> _Provided text_:
Insureds then sought reimbursement of the settlement amount from Insurer in the Allegheny County Court of Common Pleas. Insurer countered that reimbursement was not permissible because the insurance contract contained a standard consent to settlement clause, also referred to as a cooperation clause, requiring Insureds to cooperate with Insurer and to obtain Insurer's consent to settle:

Assistance and cooperation of the Insured. The insured shall cooperate with the companies, and upon the companies' request, attend hearings and trials and assist in making settlements, securing and giving evidence, obtaining the attendance of witnesses and in the conduct of any legal proceedings in connection with the subject matter of this insurance. The insured shall not, except at his own cost, make any payments, assume any obligations or incur any expense.

Insurance Agreement, Condition 6, Reproduced Record (R.R.) at 59a. Under the insurance policy the decision to settle rested exclusively with Insurer which "may make such investigation, negotiations and settlement of any claim or suit as they deem expedient." Id. at I(A)(1), R.R. at 57a. Moreover, the policy expressly did not cover "liability assumed by the insured under contract...." Id. at Exclusion (c), R.R. at 58a.

> _Excerpts from a detection dataset_:
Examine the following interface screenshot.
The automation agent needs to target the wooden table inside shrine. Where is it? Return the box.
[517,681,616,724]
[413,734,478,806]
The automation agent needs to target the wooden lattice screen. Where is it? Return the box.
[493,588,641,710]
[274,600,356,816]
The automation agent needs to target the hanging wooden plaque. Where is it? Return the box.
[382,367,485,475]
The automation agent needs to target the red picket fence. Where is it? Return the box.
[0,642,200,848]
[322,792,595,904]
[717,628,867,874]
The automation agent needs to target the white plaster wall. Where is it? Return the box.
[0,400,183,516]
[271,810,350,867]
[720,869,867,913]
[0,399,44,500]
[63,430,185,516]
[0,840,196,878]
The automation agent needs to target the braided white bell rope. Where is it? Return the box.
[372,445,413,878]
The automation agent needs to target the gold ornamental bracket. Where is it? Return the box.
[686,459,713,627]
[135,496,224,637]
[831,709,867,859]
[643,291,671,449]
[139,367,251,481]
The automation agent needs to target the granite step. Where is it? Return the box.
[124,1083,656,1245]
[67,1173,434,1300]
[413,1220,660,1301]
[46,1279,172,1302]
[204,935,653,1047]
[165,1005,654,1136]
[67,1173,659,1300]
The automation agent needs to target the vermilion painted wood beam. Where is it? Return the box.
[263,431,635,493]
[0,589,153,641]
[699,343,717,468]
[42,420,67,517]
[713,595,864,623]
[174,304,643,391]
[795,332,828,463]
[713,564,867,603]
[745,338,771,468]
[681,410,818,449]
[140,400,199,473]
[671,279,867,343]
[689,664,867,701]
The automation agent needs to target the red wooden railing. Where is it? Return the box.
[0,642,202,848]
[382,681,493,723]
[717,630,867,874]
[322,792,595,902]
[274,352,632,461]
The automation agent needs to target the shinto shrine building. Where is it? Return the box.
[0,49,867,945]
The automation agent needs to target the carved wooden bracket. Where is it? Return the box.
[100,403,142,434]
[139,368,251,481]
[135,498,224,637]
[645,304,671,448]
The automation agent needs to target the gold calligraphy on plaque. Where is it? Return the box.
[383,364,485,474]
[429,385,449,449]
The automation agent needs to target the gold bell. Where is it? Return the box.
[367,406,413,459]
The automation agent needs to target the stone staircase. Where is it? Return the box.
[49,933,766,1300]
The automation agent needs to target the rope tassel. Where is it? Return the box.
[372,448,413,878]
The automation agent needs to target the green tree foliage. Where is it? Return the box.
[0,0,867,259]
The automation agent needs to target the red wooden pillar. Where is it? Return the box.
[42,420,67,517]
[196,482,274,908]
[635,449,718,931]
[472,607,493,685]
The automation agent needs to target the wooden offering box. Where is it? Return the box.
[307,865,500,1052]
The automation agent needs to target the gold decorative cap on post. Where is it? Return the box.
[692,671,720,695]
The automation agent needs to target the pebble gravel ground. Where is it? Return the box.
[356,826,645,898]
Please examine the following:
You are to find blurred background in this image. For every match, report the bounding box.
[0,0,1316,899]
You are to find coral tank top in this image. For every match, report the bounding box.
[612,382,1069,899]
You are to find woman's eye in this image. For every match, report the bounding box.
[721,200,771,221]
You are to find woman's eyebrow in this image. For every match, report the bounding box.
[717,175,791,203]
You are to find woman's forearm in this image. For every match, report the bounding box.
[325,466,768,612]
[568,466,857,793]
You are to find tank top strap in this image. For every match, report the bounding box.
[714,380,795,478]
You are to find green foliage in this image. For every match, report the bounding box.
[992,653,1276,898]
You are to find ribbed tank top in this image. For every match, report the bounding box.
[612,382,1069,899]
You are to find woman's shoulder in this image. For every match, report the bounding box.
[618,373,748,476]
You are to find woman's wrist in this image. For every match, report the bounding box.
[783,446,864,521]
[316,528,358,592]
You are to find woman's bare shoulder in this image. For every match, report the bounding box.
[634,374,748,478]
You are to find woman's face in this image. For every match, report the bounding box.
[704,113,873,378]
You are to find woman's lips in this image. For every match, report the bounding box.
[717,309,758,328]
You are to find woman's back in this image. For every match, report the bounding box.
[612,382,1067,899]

> _Given exercise A_:
For each statement below, decide whether the insurance passage supports it. Answer yes or no, and quote the words of the passage that decide it.
(i) Under the policy, the Insureds held the decision to settle.
(ii) The Insureds sought reimbursement in the Allegheny County Court of Common Pleas.
(iii) The policy expressly covered liability the insured assumed under contract.
> _Given exercise B_: Copy verbatim everything in the rows from the line containing "You are to find coral" down to the line containing "[618,373,748,476]", including both of those lines.
These rows have no connection to the insurance passage.

> _Correct result A_:
(i) No: "the decision to settle rested exclusively with Insurer"
(ii) Yes: "Insureds then sought reimbursement of the settlement amount from Insurer in the Allegheny County Court of Common Pleas"
(iii) No: "the policy expressly did not cover "liability assumed by the insured under contract....""

> _Correct result B_:
You are to find coral tank top in this image. For every match, report the bounding box.
[612,382,1069,899]
You are to find woman's eye in this image. For every match, report the bounding box.
[721,200,771,221]
You are to find woman's eyebrow in this image. For every match, report the bounding box.
[717,175,791,203]
You are to find woman's forearm in this image. For every match, report the bounding box.
[325,466,768,612]
[568,466,857,793]
You are to find tank top strap in this image. For every match, report the bounding box.
[714,380,795,478]
You are to find green foliage in this image. For every match, report the bounding box.
[992,653,1276,898]
You are to find ribbed tank top in this image. For every match, report the bounding box.
[612,382,1069,899]
You are to find woman's shoulder in this image. For every match, report the bounding box.
[618,373,748,476]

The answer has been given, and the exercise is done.